# Prompt
Copy out, exactly as written, only the line containing "Target: tree trunk" and the lines after it through the end of the records.

# Listed entries
┄┄┄┄┄┄┄┄┄┄

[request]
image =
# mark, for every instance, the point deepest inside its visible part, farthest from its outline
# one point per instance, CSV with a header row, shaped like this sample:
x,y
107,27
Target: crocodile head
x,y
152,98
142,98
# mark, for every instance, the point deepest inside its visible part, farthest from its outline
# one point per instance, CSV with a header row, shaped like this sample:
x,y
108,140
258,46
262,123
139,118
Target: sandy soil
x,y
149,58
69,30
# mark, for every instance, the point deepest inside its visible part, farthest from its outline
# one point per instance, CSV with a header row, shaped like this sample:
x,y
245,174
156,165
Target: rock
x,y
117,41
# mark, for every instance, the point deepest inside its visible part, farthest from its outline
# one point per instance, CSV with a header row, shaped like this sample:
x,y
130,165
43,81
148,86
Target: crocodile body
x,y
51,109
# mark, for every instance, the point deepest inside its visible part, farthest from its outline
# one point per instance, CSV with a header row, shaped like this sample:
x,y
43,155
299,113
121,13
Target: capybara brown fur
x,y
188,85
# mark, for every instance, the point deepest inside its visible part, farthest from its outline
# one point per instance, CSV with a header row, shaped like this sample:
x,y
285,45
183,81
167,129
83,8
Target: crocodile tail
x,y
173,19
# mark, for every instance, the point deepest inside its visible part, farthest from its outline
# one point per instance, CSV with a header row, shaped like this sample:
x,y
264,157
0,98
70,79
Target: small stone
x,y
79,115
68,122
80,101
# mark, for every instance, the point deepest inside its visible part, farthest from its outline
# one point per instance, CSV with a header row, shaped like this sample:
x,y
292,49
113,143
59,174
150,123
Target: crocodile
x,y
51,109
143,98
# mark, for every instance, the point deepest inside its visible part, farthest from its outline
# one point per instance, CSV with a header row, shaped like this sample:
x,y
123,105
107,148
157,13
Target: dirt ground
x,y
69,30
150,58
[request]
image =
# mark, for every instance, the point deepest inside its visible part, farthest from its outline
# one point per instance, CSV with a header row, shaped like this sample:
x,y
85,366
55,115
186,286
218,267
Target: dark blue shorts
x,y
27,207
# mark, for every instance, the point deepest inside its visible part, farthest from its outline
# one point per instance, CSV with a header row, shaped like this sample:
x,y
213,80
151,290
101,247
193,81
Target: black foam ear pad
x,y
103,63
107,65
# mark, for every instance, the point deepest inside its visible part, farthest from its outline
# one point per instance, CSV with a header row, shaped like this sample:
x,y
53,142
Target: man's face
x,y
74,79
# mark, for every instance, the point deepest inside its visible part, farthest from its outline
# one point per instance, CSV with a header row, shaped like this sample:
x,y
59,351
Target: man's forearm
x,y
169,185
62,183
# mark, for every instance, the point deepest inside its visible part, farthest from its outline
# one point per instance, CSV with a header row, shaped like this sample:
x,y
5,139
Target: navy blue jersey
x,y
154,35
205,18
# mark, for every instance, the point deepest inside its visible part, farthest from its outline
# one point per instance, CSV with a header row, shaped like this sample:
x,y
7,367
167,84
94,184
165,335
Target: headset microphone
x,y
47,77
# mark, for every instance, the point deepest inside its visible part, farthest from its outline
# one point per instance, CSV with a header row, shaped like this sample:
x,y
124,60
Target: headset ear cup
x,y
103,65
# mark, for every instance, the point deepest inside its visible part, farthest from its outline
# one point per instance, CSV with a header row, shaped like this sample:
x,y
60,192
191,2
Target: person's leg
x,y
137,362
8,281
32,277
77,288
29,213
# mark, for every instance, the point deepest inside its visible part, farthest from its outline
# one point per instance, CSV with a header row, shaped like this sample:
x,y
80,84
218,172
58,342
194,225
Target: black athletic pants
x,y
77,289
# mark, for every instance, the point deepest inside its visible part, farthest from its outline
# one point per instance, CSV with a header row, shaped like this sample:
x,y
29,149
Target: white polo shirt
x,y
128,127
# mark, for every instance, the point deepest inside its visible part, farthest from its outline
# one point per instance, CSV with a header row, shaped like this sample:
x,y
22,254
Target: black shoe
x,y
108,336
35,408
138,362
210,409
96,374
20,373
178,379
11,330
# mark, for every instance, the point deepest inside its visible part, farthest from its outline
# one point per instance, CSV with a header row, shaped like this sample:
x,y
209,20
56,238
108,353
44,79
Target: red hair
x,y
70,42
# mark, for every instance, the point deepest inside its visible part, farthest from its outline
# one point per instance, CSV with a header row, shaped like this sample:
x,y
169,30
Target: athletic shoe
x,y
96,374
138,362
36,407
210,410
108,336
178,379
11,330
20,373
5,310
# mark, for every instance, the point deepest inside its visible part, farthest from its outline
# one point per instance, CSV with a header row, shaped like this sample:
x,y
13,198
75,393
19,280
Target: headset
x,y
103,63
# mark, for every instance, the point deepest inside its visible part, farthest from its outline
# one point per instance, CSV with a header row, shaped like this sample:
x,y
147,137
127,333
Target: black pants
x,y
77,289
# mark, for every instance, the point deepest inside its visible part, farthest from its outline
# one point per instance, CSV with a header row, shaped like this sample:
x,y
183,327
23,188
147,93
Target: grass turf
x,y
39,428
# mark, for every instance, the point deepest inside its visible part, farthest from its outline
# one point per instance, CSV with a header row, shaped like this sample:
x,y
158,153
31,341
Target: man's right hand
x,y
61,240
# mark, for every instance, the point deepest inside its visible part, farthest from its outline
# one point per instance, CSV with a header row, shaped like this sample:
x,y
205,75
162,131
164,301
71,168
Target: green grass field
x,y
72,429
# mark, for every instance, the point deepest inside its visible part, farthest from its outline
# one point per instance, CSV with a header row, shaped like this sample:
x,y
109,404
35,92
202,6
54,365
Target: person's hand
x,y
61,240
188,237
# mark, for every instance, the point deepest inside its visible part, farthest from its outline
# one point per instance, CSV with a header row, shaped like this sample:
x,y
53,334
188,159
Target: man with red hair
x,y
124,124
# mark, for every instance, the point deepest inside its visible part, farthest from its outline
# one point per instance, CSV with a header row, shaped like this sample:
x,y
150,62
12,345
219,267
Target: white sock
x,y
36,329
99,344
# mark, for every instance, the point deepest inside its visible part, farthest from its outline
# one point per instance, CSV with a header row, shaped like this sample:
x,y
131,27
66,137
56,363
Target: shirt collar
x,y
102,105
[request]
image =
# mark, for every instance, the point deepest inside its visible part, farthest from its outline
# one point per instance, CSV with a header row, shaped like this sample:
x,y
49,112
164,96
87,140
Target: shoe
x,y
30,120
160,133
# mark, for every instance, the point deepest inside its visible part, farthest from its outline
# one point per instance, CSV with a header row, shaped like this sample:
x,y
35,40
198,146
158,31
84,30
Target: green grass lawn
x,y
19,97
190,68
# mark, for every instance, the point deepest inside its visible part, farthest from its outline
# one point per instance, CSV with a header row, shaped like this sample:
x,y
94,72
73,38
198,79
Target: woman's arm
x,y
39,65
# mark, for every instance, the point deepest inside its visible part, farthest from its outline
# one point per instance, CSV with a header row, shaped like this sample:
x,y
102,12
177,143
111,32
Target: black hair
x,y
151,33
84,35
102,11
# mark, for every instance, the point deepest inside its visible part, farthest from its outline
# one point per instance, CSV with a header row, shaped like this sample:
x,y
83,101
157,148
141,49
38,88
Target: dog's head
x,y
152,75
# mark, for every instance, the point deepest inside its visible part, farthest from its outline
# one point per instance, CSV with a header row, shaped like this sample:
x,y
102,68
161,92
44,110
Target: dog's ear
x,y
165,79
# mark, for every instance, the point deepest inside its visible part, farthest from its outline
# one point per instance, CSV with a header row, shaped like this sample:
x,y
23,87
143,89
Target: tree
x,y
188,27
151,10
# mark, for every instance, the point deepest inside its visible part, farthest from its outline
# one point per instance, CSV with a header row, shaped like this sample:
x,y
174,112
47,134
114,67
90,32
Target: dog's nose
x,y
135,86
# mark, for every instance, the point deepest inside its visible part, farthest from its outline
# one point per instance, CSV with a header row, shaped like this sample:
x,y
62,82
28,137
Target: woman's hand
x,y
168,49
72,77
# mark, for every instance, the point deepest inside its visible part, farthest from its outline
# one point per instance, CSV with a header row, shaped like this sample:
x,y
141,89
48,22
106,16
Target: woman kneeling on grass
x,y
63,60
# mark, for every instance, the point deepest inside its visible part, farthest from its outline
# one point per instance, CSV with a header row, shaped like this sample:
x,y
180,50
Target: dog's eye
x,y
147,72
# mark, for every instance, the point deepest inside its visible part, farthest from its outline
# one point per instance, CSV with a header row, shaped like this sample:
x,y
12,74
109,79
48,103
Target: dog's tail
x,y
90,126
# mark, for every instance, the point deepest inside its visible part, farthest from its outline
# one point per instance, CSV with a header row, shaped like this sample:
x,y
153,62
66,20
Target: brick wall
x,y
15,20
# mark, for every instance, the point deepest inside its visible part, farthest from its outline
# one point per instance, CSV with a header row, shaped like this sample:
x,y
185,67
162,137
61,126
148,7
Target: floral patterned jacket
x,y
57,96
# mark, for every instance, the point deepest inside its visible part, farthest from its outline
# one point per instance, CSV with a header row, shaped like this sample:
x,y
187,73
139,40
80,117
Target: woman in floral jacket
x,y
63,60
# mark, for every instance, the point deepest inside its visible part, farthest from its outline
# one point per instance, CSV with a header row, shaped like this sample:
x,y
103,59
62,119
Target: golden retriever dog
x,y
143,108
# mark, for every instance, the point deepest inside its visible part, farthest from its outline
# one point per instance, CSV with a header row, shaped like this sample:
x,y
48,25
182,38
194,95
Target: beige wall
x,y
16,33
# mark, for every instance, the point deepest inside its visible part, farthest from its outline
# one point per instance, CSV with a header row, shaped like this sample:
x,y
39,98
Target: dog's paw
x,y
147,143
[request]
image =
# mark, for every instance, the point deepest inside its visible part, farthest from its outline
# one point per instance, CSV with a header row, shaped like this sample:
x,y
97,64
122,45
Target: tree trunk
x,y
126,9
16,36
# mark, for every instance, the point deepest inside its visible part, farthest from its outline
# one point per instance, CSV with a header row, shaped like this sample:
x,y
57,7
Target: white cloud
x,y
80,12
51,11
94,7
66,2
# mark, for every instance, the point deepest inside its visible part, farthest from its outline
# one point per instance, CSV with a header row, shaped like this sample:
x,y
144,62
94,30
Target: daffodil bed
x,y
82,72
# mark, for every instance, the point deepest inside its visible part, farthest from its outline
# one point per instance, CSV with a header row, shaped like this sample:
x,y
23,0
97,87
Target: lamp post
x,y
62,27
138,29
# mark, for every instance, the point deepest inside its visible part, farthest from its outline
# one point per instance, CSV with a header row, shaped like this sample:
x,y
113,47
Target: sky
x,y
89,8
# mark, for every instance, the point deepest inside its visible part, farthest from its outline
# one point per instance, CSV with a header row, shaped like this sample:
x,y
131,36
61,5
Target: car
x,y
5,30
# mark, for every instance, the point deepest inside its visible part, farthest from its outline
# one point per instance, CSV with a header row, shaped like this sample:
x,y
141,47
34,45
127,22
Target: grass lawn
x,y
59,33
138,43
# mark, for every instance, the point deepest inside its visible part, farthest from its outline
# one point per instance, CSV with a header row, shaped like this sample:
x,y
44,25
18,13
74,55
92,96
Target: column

┄┄┄┄┄┄┄┄┄┄

# Answer to the problem
Target: tree trunk
x,y
126,9
16,36
# mark, for every instance, the point deepest inside its visible part, farthest from its outline
# one point per instance, CSV with a header row, shaped like this sample:
x,y
57,7
Target: white cloud
x,y
80,12
51,11
94,7
66,2
# mark, for every instance, the point deepest inside its visible part, farthest from its outline
# one point per instance, CSV with a header row, shaped like this sample:
x,y
144,62
94,30
Target: daffodil bed
x,y
82,72
# mark, for every instance, the point deepest inside its visible part, farthest from its outline
# one point per instance, CSV with a header row, shaped like this sample:
x,y
23,0
97,87
Target: lamp post
x,y
62,27
138,29
# mark, for every instance, the point deepest inside its visible part, farthest from its outline
# one point per instance, CSV with a header row, shaped like this sample:
x,y
113,47
Target: sky
x,y
89,8
# mark, for every instance, the point deepest inside its visible part, farthest from its outline
# one point per instance, CSV with a header row, shaped like this sample:
x,y
131,36
61,5
Target: car
x,y
5,30
# mark, for every instance, the point deepest inside its visible part, farthest from its outline
# one point per instance, CSV with a header row, shaped like this sample:
x,y
141,47
34,45
127,22
Target: grass lawn
x,y
59,33
138,43
# mark, for every instance, the point deepest inside its visible part, farthest from its outline
# one point per instance, CSV with a header row, shaped like this sample:
x,y
44,25
18,13
74,55
92,96
Target: column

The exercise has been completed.